Provided material
-- Opening Marker --

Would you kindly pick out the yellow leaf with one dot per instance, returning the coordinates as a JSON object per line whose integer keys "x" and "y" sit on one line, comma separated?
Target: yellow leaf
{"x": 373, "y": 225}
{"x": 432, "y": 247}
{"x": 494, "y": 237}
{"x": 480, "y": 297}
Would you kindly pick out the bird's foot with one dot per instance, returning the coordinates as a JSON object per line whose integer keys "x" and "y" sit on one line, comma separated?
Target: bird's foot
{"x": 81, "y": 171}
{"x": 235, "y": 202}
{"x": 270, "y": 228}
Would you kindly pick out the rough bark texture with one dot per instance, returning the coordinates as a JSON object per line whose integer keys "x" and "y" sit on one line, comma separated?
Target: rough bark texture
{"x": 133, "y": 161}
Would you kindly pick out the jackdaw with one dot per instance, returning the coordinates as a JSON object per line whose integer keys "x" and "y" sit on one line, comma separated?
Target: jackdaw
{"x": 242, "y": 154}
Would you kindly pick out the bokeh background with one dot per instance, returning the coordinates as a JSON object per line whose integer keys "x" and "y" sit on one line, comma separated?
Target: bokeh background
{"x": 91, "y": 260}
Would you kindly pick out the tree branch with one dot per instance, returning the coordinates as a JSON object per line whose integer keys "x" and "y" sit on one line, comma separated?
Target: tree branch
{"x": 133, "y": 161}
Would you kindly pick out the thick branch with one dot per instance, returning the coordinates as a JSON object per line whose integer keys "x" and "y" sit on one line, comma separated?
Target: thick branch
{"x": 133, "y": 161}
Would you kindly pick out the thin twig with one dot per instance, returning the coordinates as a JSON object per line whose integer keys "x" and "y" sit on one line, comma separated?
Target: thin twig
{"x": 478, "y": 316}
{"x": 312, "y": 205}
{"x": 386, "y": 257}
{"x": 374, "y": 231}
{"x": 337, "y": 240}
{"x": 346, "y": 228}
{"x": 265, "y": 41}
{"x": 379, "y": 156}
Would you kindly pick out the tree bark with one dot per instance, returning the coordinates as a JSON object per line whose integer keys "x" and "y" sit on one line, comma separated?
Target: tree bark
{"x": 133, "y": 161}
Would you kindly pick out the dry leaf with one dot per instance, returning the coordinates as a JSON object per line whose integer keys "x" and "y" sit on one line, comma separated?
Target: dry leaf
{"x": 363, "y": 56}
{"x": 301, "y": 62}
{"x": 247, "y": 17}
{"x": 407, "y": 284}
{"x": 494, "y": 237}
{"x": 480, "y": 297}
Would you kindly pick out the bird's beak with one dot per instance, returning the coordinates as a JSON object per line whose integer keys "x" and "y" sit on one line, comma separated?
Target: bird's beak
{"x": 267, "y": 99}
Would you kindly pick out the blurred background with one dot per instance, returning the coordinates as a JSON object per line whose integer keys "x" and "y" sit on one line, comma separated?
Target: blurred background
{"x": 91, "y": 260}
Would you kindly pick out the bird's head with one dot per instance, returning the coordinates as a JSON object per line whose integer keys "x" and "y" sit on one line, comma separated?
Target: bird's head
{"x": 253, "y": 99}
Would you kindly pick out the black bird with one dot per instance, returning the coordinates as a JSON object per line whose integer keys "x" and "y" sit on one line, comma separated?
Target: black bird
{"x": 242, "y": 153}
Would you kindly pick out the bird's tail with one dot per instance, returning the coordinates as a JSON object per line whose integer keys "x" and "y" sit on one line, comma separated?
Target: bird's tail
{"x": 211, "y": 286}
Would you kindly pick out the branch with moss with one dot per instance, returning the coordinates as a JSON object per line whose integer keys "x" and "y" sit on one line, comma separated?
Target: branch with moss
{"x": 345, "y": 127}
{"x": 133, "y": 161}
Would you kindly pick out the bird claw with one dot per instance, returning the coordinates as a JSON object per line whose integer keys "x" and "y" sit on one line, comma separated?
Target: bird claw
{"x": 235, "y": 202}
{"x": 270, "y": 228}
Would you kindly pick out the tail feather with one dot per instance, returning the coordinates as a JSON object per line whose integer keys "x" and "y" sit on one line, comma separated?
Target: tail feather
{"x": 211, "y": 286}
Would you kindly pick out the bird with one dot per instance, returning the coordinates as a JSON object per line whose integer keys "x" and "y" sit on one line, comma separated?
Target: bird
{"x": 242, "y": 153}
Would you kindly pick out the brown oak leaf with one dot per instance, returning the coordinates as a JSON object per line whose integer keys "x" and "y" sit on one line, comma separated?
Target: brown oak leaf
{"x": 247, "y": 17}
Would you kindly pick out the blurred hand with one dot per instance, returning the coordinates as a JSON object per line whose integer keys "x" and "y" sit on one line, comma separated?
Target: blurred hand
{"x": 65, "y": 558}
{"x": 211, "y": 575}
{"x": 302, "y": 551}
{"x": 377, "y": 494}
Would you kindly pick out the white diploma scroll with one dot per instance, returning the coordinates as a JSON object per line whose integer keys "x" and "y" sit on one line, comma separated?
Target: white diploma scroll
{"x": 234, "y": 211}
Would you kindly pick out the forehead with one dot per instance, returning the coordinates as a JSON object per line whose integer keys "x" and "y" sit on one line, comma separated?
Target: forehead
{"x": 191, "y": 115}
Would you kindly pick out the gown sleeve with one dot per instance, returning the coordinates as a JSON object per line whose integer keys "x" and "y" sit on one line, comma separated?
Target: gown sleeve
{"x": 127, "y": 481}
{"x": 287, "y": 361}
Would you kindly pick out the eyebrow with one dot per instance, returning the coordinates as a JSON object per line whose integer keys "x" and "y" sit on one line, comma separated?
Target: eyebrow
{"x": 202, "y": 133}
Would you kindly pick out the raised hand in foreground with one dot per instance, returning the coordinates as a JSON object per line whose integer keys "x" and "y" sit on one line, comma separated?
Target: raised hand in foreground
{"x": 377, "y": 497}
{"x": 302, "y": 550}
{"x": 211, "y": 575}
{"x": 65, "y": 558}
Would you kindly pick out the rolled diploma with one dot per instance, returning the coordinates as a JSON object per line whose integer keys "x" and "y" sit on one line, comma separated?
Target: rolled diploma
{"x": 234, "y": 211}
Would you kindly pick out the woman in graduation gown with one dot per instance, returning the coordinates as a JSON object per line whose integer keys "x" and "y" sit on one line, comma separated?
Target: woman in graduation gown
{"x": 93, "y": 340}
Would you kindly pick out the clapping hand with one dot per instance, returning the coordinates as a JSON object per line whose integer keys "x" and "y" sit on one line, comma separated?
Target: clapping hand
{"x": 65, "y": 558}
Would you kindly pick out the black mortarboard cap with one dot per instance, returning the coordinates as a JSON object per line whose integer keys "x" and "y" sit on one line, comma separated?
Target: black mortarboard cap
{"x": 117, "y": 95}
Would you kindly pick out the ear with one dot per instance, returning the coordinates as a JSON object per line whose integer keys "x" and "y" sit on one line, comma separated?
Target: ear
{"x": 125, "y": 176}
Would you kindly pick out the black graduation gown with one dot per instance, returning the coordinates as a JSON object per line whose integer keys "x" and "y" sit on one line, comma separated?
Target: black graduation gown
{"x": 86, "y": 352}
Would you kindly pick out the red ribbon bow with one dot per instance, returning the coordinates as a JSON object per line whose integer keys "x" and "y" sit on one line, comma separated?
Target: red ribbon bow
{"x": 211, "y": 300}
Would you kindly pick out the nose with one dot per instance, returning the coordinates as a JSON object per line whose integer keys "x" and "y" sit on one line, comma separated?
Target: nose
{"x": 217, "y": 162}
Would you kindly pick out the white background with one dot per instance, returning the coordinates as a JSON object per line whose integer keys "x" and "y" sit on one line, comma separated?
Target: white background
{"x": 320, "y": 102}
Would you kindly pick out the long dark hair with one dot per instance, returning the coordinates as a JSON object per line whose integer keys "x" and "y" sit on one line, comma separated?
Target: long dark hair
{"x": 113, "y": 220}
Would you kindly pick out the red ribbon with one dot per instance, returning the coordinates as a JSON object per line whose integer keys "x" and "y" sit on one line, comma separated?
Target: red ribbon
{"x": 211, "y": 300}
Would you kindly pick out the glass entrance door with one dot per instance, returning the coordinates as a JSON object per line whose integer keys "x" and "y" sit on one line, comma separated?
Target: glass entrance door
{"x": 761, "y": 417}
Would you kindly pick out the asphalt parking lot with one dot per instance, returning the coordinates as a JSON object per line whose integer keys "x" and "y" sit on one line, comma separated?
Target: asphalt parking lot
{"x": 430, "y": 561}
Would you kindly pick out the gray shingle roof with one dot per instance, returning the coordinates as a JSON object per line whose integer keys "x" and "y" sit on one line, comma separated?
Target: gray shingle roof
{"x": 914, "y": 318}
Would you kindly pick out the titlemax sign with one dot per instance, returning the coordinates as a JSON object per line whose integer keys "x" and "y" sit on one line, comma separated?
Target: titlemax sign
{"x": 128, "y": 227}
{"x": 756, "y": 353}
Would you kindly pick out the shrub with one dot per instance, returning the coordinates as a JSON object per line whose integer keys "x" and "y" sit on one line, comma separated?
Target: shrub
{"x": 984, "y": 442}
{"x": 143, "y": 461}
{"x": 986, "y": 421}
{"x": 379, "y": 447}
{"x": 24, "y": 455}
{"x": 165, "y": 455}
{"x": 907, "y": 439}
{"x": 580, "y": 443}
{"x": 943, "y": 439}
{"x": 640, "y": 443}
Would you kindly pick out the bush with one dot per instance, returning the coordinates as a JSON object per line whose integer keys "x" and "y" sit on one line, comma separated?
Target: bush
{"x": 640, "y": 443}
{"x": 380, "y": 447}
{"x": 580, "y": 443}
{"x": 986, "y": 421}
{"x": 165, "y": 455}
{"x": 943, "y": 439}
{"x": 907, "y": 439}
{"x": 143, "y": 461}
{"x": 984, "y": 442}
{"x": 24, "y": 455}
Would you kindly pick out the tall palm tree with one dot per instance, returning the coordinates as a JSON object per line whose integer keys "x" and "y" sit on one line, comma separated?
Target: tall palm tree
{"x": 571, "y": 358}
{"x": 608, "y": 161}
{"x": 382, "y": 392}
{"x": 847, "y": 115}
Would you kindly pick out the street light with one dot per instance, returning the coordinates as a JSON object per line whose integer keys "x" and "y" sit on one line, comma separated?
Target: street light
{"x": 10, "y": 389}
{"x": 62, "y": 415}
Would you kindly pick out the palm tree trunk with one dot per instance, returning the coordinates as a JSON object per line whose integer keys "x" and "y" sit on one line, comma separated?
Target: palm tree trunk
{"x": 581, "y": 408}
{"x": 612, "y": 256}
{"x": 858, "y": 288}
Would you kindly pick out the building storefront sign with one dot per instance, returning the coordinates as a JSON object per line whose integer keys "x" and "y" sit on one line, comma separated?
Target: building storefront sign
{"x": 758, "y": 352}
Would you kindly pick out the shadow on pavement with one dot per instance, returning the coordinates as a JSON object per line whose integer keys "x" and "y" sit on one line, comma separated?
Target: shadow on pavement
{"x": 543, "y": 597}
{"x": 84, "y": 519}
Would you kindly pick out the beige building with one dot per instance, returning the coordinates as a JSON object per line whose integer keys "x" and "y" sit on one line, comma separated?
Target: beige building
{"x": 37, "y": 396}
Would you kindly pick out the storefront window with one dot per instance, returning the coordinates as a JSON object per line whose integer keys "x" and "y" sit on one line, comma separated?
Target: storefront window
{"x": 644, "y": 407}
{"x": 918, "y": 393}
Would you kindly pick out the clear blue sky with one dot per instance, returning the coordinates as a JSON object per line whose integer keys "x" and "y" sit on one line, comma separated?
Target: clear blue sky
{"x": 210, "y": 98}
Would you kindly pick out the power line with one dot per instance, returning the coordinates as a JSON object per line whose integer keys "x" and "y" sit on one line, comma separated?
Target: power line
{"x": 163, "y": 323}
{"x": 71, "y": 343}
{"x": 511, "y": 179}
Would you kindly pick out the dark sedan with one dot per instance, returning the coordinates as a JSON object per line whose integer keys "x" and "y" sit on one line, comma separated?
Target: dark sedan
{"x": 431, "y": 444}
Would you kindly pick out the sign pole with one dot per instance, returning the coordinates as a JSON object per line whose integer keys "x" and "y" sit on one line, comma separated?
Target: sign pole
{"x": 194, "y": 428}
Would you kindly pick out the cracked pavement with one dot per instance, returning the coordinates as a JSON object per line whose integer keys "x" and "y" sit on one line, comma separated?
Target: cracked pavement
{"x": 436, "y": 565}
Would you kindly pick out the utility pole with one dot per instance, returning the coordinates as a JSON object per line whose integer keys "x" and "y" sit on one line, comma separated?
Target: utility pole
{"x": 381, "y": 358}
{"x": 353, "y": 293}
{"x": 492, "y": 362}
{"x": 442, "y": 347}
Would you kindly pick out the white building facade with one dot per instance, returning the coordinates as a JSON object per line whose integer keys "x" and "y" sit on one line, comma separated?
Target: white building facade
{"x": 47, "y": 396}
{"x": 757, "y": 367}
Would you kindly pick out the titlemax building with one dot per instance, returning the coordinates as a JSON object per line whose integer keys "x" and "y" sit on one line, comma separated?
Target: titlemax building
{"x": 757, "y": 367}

-- Closing Marker --

The problem
After locating the line with "Target: blurred hand" in the material above, return it and each line after it exactly, ending at the line with "Would you kindly pick out the gown".

Solution
Target: blurred hand
{"x": 65, "y": 558}
{"x": 211, "y": 575}
{"x": 302, "y": 551}
{"x": 377, "y": 494}
Would you kindly pick out the white diploma scroll with one dot per instance, returning the coordinates as a JSON object per line whose integer keys "x" and "y" sit on one line, comma separated?
Target: white diploma scroll
{"x": 234, "y": 211}
Would you kindly pick out the forehead with one dot per instance, returning the coordinates as a JSON object per line whose integer keys "x" and "y" sit on one line, comma separated?
Target: forehead
{"x": 191, "y": 115}
Would you kindly pick out the gown sleeve with one dot per instance, returning the coordinates as a JSON object per line whose integer keys "x" and "y" sit on one line, comma separated?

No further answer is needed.